═══ SELECTED PASSAGE ═══

Destructive phase: oliguric and non-oliguric 2. Reconstructive phase: could
be polyuric.
ARF due to pre-renal or renal causes (esp. ATN) usually
presents as oliguric renal failure passing through the
3 phases of pathology:
-
Intitiation phase: due to the initiating
insult on the kidney.
-
Maintenance phase: maintenance of oliguria
(1-2 weeks).
-
Recovery phase: due to recovery of renal
function (polyuria).
ARF due to other causes as partial obstruction may
present as polyuria.
ARF due to postrenal obstruction may present as anuria.
Diagnosis
Renal failure
is manifested by the rise of serum creatinine.
The next step is to
identify
if chronic or acute renal failure.
Then exclude if postrenal then identify
if pre-renal or renal. If
renal identify what type of intrisic renal disease – if no diagnosis is
reached then by exclusion the diagnosis is ATN.
1. Prerenal azotemia
-
Urine/plasma
creatinine ratio > 40
-
Urinary Na
decreased < 20
-
Fractional
excretion of Na is <1%
-
Urine osmolarity
is > 500
2. Renal azotemia
-
Urine/plasma
creatinine ratio < 20
-
Urinary Na
decreased > 40
-
Fractional
excretion of Na is >1%
-
Urine osmolarity
is > 350
·
These findings can be
altered by diuretic use and urine sample should be taken before institution
of diuretic use.
3. Postrenal azotemia
Post-renal azotemia develops only if the obstruction is bilateral or
affects a solitary functioning kidney. During the early stages of obstruction,
continued glomerular filtration leads to increased intra-luminal pressure
proximal to the site of obstruction. As a result, there is gradual distension
of the proximal ureters, renal pelvis and calyces and fall in glomerular
filtration which will be evident by renal ultrasound.
N.B.: the level of creatinine in serum has nothing
to do with whether the ARF is oliguric, anuric or non-oliguric: it is an
indication that tubular function is lost as creatinine is not filtered-
it is secreted. K+ and H+ are retained even in nonoliguric renal failure
due to the same principal (they are both secreted and not filtered).
Treatment
Treatment of acute renal failure usually should be
conservative and largely supportive. It requires careful and precise management.
All patients will require close monitoring, many of them within intensive
care settings.
Supportive care includes stabilizing the patient, monitoring input and output
strictly, weighing daily, determining electrolyte values frequently, preventing
sepsis via reducing the number of intravenous lines and removing an indwelling
urinary.
Therapy for prerenal failure
Rapid volume replacement and treatment of the underlying
condition that resulted in prerenal failure are the cornerstones of therapy.

═══ RECORDS SHOWN ═══

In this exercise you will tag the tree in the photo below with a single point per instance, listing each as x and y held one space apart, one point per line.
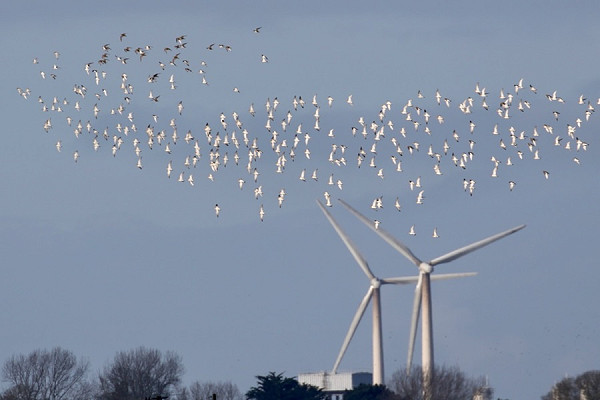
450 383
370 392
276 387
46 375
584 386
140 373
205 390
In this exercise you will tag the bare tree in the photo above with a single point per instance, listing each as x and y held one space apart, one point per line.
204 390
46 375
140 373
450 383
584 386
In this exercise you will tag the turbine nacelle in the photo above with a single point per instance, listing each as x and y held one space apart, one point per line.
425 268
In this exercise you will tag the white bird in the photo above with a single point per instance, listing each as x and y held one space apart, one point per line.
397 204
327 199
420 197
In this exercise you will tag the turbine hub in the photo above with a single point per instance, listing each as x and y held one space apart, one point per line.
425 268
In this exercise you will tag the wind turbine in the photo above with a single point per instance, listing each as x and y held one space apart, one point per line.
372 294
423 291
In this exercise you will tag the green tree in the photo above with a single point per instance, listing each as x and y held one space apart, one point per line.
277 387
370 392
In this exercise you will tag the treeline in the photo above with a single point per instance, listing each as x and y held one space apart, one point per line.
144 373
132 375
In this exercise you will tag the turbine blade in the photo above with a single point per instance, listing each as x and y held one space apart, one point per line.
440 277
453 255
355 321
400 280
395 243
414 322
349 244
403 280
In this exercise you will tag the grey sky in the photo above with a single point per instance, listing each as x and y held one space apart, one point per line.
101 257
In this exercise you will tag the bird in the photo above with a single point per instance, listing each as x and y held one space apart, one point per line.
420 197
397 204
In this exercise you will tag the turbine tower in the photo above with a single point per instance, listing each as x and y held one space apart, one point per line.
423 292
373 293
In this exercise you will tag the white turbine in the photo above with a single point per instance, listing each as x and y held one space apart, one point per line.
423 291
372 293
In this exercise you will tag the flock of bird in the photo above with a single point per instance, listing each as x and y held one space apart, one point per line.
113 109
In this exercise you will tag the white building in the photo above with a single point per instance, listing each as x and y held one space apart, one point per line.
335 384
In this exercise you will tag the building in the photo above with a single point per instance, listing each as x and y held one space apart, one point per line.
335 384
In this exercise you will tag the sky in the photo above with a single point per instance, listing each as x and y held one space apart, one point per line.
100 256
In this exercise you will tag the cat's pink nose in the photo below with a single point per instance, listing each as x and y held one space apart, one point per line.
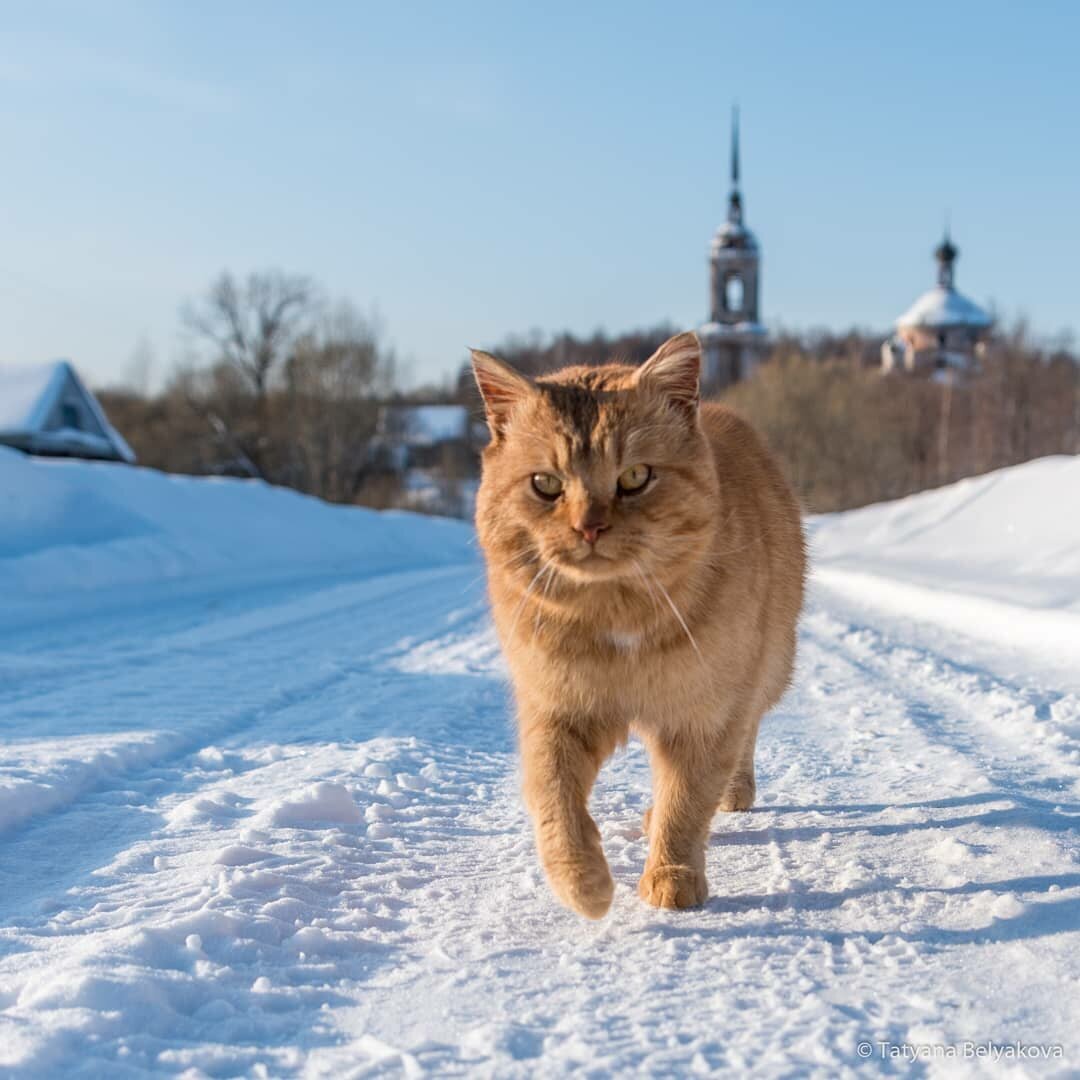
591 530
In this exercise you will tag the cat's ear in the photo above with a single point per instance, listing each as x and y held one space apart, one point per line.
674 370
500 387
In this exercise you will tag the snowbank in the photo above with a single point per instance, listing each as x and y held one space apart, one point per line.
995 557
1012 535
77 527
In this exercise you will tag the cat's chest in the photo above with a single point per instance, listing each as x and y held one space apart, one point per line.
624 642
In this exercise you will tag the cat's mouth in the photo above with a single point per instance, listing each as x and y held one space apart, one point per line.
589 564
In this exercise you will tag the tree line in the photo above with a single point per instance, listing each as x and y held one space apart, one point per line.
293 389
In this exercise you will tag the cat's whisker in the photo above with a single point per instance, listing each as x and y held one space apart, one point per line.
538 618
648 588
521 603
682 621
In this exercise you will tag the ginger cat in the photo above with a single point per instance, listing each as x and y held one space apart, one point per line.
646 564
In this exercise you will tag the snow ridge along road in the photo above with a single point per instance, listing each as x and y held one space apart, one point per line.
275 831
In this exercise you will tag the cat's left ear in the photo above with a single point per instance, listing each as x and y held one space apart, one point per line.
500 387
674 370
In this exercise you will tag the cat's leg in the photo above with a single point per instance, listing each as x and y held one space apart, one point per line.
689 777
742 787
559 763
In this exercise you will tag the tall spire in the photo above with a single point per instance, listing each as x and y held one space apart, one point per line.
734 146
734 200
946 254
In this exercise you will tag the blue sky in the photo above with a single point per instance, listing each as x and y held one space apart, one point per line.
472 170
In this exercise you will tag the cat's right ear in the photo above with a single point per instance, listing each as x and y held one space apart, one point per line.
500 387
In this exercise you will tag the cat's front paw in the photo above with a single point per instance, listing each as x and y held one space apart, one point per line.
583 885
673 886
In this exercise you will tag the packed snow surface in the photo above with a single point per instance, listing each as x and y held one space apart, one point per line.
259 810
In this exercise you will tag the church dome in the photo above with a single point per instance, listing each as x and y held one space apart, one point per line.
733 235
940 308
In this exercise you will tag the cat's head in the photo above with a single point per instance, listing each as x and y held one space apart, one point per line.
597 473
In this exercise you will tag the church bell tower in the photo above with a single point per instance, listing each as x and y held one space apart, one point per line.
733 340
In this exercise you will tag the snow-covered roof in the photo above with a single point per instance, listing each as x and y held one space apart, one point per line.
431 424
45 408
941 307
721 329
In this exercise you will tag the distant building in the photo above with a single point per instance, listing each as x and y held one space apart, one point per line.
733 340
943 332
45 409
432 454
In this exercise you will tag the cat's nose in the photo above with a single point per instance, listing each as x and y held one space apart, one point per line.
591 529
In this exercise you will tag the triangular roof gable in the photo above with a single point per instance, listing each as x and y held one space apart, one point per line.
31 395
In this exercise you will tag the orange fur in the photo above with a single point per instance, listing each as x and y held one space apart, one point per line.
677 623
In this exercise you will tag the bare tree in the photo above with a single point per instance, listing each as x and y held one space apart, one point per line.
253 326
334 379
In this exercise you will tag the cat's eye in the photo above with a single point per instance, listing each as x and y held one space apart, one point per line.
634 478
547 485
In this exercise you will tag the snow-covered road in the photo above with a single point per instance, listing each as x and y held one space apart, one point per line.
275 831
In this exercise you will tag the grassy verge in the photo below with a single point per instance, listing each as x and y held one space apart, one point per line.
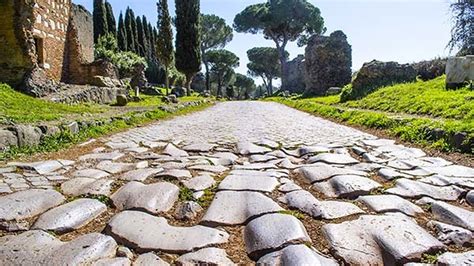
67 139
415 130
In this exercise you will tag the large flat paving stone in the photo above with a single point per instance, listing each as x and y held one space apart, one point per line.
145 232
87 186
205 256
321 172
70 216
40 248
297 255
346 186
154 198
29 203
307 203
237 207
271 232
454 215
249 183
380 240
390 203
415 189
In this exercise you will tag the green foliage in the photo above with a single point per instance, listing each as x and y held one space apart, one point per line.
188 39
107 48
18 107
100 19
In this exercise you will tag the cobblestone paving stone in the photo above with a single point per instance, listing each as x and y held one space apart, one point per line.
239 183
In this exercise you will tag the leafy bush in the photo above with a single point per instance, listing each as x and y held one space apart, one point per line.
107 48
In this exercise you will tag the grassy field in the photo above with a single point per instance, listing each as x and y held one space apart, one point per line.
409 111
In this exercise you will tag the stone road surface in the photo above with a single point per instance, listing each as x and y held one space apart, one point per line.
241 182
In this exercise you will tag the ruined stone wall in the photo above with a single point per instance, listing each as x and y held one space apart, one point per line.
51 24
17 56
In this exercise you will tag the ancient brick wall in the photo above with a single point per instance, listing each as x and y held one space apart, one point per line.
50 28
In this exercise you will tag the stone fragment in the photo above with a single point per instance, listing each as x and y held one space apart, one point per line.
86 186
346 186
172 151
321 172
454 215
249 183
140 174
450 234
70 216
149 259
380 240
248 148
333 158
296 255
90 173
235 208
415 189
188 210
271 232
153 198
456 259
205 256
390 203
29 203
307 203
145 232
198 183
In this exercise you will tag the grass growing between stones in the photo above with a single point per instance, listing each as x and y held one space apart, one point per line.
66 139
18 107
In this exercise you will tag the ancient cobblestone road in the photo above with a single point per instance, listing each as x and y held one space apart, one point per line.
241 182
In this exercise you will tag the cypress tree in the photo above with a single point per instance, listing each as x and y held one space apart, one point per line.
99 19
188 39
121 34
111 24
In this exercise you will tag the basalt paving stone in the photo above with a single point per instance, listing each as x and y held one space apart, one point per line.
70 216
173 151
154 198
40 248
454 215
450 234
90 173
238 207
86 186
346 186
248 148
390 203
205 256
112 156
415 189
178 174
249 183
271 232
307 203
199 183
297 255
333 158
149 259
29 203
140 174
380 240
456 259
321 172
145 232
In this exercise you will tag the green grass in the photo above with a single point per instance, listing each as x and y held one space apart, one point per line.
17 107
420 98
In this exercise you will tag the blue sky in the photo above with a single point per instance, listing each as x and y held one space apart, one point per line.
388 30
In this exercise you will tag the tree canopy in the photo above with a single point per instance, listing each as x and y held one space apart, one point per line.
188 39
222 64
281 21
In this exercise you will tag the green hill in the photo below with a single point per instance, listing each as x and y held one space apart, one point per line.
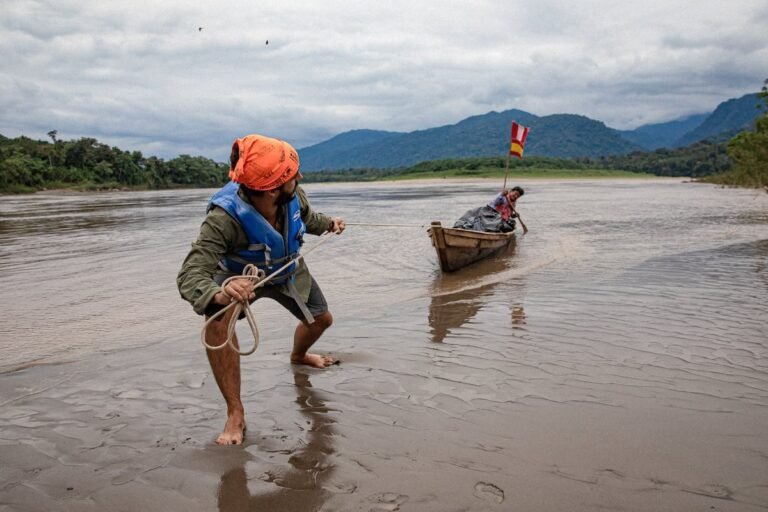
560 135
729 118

═══
═══ RECORDS SHOWN ═══

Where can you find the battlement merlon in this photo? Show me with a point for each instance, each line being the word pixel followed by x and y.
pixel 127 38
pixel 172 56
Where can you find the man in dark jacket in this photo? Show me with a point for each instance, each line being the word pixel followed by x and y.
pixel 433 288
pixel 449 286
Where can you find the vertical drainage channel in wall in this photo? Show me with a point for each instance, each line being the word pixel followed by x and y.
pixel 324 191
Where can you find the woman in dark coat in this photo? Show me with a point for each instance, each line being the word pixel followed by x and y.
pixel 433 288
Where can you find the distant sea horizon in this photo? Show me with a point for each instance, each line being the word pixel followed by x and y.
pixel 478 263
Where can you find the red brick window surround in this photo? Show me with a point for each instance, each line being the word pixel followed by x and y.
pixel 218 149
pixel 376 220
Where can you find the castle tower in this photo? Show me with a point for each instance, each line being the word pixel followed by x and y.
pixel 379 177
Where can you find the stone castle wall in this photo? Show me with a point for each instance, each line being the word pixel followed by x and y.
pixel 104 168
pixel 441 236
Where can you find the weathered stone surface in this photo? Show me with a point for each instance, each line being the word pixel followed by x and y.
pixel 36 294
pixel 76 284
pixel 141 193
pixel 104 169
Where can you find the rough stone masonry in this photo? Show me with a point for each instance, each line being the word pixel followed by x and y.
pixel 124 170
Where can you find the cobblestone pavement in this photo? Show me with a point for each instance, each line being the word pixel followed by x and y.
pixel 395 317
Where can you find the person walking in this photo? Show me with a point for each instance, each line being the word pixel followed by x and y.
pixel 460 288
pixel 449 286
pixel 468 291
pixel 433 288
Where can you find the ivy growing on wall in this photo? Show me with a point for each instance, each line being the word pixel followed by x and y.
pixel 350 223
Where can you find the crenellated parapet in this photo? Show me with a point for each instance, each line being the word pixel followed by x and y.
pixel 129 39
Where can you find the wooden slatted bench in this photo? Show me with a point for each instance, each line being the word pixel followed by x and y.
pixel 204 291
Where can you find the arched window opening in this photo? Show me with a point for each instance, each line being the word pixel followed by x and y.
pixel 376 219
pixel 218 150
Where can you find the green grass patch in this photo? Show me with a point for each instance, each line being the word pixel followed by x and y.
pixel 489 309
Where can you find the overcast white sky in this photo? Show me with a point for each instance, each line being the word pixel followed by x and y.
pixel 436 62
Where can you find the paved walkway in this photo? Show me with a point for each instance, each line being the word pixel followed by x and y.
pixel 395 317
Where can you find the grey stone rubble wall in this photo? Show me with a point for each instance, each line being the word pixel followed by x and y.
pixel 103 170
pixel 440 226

═══
═══ RECORDS SHOWN ═══

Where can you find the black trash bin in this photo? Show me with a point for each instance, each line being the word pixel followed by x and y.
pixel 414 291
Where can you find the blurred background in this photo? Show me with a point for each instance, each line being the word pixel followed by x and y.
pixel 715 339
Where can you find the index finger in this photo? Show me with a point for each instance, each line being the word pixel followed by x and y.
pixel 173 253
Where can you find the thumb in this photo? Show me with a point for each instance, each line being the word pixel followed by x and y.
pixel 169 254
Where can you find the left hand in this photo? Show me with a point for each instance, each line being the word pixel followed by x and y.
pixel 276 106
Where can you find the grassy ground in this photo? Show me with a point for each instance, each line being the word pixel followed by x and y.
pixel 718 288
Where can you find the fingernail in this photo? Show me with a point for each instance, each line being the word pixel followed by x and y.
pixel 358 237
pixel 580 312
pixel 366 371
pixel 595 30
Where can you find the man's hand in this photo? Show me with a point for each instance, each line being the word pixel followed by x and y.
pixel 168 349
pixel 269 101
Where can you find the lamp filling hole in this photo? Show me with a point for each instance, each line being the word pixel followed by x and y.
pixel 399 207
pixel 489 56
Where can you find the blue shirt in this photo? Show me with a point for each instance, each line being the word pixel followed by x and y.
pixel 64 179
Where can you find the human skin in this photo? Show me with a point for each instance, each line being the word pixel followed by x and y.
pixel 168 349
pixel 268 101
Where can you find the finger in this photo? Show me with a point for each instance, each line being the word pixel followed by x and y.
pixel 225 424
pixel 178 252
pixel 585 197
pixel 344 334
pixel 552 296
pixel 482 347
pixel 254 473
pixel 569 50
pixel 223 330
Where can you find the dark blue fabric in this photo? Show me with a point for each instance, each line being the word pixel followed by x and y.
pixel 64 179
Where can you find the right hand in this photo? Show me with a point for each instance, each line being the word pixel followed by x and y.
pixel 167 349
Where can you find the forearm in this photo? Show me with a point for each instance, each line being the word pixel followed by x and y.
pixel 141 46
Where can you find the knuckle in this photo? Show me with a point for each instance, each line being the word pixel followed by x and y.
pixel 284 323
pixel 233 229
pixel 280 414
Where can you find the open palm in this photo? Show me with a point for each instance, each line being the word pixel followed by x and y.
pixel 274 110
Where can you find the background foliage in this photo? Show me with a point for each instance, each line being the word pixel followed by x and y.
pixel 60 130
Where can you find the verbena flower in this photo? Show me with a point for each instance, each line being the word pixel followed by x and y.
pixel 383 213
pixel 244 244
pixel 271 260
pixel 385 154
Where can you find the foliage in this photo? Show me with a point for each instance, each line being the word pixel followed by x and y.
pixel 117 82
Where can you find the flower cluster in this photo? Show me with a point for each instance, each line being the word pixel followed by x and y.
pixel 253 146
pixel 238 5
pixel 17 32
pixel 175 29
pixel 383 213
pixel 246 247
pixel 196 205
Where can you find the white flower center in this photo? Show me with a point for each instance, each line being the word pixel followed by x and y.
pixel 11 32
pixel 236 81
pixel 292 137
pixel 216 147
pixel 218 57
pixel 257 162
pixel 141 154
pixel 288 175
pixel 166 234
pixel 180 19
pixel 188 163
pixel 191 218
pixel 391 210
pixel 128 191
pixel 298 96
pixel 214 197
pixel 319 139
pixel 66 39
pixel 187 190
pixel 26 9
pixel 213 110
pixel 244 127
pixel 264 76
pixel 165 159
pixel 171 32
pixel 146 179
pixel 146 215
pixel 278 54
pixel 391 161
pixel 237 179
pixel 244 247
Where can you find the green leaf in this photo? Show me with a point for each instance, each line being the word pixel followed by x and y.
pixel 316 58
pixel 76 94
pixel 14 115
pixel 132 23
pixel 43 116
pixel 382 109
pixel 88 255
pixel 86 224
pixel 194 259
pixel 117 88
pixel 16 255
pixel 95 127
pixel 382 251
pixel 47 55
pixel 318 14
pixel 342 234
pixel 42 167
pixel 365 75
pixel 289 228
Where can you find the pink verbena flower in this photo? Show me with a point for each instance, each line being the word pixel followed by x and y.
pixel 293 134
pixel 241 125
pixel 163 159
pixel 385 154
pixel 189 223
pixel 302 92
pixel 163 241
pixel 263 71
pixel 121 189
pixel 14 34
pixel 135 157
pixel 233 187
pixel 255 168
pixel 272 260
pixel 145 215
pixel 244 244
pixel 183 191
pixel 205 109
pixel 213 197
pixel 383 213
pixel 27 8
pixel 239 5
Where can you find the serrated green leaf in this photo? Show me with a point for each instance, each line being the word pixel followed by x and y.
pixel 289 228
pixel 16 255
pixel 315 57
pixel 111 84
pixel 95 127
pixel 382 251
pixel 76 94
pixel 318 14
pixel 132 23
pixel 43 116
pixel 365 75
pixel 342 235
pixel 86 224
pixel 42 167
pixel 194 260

═══

* _WHAT TO DO_
**A.** Answer these questions from the passage on acute renal failure:
(i) How long does the maintenance phase of oliguria last?
(ii) Under what conditions does post-renal azotemia develop?
(iii) What fractional excretion of Na is listed for prerenal azotemia?
**B.** Continue the passage on acute renal failure after its last sentence.
The items have no connection to the passage on acute renal failure.

* _RESPONSES_
**A.**
(i) It lasts 1–2 weeks.
(ii) It develops only if the obstruction is bilateral or affects a solitary functioning kidney.
(iii) It is <1%.

**B.**
Initial fluid administration of isotonic saline (0.9%) or 5% albumin (10
to 20 mL/kg per dose) should be used to restore intravascular volume. This
can be both a diagnostic and a therapeutic trial. Fluid administration also
can convert oliguric to nonoliguric renal failure in its early stage.
Therapy for postrenal failure
Therapy for postrenal failure includes removal of obstruction
by decompression or diversion of the urinary tract, stabilization of electrolyte
abnormalities, management of postobstructive diuresis, and therapy for voiding
dysfunction and for urinary tract infection. Surgical intervention will
require urologic consultation. The site of the obstruction will determine
the approach: placement of a Foley catheter, vesicostomy, ureteral catheters
(stents), or nephrostomy tubes.
Therapy for established renal failure
Maintaining Balance of Fluid and Electrolytes
In a euvolemic state, fluid intake, including water generated from endogenous
metabolism (insensible fluid gain), is balanced by fluid output.
Treating Hypertension
Kidney failure in any form can present as hypertension and hypertensive
encephalopathy. It is essential to lower the blood pressure quickly and
safely. The blood pressure should be reduced by at least 25% within 1 hour
with an antihypertensive medicine whose onset of action is rapid. It is
advisable to start with one antihypertensive medicine and increase the dose
to its maximum recommended level. Therapy is individualized and needs titration.
In most cases, hypertension is the result of sodium and fluid retention,
but other factors, such as activation of the renin-aldosterone-angiotensin
II and/or the alpha-adrenergic system, may have roles in kidney failure.